-- Data for processing follows --

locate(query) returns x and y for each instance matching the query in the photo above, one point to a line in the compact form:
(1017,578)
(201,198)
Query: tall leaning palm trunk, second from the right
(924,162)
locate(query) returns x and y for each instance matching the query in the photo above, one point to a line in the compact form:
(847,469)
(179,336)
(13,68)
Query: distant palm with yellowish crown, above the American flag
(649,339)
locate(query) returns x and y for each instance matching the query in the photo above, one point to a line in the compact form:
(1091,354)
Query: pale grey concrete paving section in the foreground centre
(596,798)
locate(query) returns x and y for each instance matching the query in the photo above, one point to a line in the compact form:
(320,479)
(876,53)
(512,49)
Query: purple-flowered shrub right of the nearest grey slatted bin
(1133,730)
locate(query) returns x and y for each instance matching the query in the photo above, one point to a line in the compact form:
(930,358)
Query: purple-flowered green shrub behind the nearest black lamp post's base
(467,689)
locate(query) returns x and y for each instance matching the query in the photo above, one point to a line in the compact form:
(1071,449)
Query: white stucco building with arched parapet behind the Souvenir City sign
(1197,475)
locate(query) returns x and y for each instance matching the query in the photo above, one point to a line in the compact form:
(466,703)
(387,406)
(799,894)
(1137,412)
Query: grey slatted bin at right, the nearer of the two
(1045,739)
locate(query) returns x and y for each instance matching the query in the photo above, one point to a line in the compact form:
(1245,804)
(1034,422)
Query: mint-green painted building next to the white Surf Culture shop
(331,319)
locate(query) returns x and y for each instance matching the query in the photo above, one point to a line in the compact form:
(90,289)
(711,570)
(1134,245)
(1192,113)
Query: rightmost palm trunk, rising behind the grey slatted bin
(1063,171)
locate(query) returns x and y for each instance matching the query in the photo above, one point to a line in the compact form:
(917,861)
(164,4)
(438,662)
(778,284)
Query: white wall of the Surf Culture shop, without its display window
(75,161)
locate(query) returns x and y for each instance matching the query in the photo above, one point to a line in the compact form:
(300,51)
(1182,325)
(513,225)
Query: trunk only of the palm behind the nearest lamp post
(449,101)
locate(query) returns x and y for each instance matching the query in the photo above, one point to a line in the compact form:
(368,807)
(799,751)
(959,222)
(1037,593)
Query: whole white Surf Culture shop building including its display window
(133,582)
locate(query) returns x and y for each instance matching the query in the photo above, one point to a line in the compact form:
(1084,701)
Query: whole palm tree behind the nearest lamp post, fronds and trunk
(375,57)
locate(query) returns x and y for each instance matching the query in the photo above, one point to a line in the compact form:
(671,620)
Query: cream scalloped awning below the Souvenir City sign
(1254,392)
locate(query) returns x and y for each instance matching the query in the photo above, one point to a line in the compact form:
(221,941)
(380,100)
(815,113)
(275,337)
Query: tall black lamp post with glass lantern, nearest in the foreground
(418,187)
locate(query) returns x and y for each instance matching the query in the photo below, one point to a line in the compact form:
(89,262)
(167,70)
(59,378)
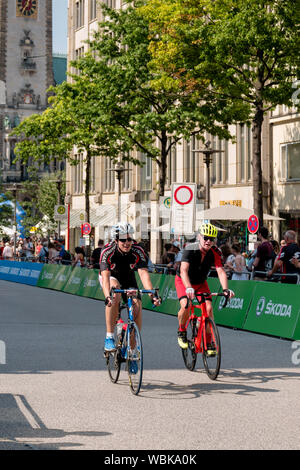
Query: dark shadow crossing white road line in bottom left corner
(22,428)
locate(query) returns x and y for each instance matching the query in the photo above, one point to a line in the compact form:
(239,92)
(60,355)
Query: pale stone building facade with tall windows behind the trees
(231,172)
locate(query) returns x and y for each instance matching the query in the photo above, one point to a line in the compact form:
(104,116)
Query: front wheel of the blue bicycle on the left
(135,359)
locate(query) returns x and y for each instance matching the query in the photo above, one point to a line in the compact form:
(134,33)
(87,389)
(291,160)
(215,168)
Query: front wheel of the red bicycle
(212,360)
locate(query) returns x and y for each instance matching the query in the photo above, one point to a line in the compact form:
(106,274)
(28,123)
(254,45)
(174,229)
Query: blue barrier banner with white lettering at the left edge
(17,271)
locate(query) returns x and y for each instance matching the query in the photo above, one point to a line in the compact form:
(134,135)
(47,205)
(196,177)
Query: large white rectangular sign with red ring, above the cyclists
(183,208)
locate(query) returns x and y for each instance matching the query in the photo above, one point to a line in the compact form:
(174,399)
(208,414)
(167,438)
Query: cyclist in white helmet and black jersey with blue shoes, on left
(118,262)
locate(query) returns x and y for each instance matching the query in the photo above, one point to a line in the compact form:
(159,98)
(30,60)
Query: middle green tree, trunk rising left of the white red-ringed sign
(139,107)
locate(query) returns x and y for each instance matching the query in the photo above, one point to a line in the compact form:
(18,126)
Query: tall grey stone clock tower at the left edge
(26,72)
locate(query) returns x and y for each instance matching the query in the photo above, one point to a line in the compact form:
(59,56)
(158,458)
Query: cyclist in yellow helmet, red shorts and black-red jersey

-- Data for processing concluded --

### Work request
Give the entries again exactly, but skip every image.

### Response below
locate(query) returns x and y for each instance matching the query in the photo above, one point to a line in the compact form:
(1017,578)
(201,198)
Query: tall leaning palm trunk, second from the right
(924,162)
locate(query) returns x and y for each instance matching the query in the photo above, one point to a line in the compact form:
(847,469)
(179,336)
(13,68)
Query: distant palm with yellowish crown, above the American flag
(649,339)
locate(query) returns x and y for each instance matching the query in the photo above, one point to a line in the compact form:
(1091,354)
Query: pale grey concrete paving section in the foreground centre
(596,798)
locate(query) returns x and y for each instance matching the query in the photo above, one point to a line in the compact form:
(320,479)
(876,53)
(512,49)
Query: purple-flowered shrub right of the nearest grey slatted bin
(1133,730)
locate(query) returns x and y for each instance matching the query in the photo above, one point to a line in the compact form:
(930,358)
Query: purple-flowered green shrub behind the nearest black lamp post's base
(467,689)
locate(query) returns x and y for each instance matching the query in the photo above, one point to a line in the compact form:
(1071,449)
Query: white stucco building with arched parapet behind the Souvenir City sign
(1197,475)
locate(query) returns x and y for each instance matching the query in the photo above, one point to a line in the compact form:
(466,703)
(387,406)
(799,894)
(1137,412)
Query: grey slatted bin at right, the nearer of the two
(1045,739)
locate(query) returns x and y for each instance matching the query in the photo above, one point to a line in the compact form:
(1245,804)
(1034,422)
Query: mint-green painted building next to the white Surf Culture shop
(331,319)
locate(query) returns x and y for each instance matching the query in the photo above, one point to a line in the compact form:
(90,289)
(711,570)
(1134,245)
(1192,113)
Query: rightmost palm trunk, rising behind the grey slatted bin
(1063,171)
locate(query) returns x and y for each instance matching the query in the photo above, one point to a line in the compact form:
(917,861)
(164,4)
(438,662)
(778,284)
Query: white wall of the Surf Culture shop, without its display window
(75,161)
locate(query) returns x and y for each instance matching the query in the photo above, one point to a line in the compact form:
(300,51)
(1182,325)
(513,225)
Query: trunk only of the palm behind the nearest lamp post
(449,101)
locate(query) returns x and y for each instance matching the query in the photo above, one point to a line in the compact form:
(368,807)
(799,751)
(959,222)
(1037,593)
Query: whole white Surf Culture shop building including its display window
(133,582)
locate(query) returns x and y for each instance matching the query in the photo above, one point to a line in the compact form:
(1084,701)
Query: whole palm tree behind the nearest lamp post, fronds and trunk
(375,57)
locate(query) returns x and y for each instance matching the query in the photo above, one point to a line in the compact form:
(671,620)
Query: cream scalloped awning below the Souvenir City sign
(1254,392)
locate(query) returns x and y for each instance matching the query in the photo above, one point to a line in the compact form:
(221,941)
(380,100)
(815,113)
(275,337)
Query: tall black lamp post with glass lantern, nearest in the foreground
(418,187)
locate(query) returns x and y for each instance matching the query in the photo below, one point to a line in the compact form:
(89,262)
(167,70)
(59,378)
Query: dark shadow crossing white road line in bottom left corner
(22,428)
locate(query) returns x and y for each instance matching the query in the photo above, one point to a line in the compact form:
(239,92)
(60,355)
Query: pale stone building facade with tall windows behind the trees
(231,172)
locate(query) returns x and y for each instance matching the query in the photo above, one point to a line in the compact form:
(104,116)
Query: front wheel of the blue bicycle on the left
(135,359)
locate(query) returns x and y for each instance matching the query in the photo above, one point to a line in the compact form:
(134,33)
(87,389)
(291,160)
(215,168)
Query: front wheel of the red bicycle
(212,360)
locate(query) returns x and y for each instance matching the query in the photo above, one point to a line in the compact form:
(106,274)
(28,123)
(254,45)
(174,229)
Query: blue barrier banner with white lettering at the left edge
(17,271)
locate(query) returns x and y for each instance matching the query in the photo above, one point to a line in the compact form:
(134,135)
(47,205)
(196,177)
Query: large white rectangular sign with red ring, above the cyclists
(183,208)
locate(query) returns x and y for each instance matching the query in the photo above, one point to a line in the compact form:
(174,399)
(208,414)
(167,438)
Query: cyclist in white helmet and black jersey with blue shoes, on left
(118,262)
locate(query) returns x and y for each instance matching the query in the photo above, one point to a line in the compact form:
(159,98)
(30,60)
Query: middle green tree, trunk rising left of the white red-ringed sign
(139,107)
locate(query) returns x and y for each instance matching the query in the photo above, one point to a line in the compact form:
(18,126)
Query: tall grey stone clock tower at the left edge
(26,72)
locate(query) returns x and y for each instance matching the query in the photo above, one point to a line in the compact form:
(59,56)
(158,458)
Query: cyclist in yellow helmet, red shorts and black-red jersey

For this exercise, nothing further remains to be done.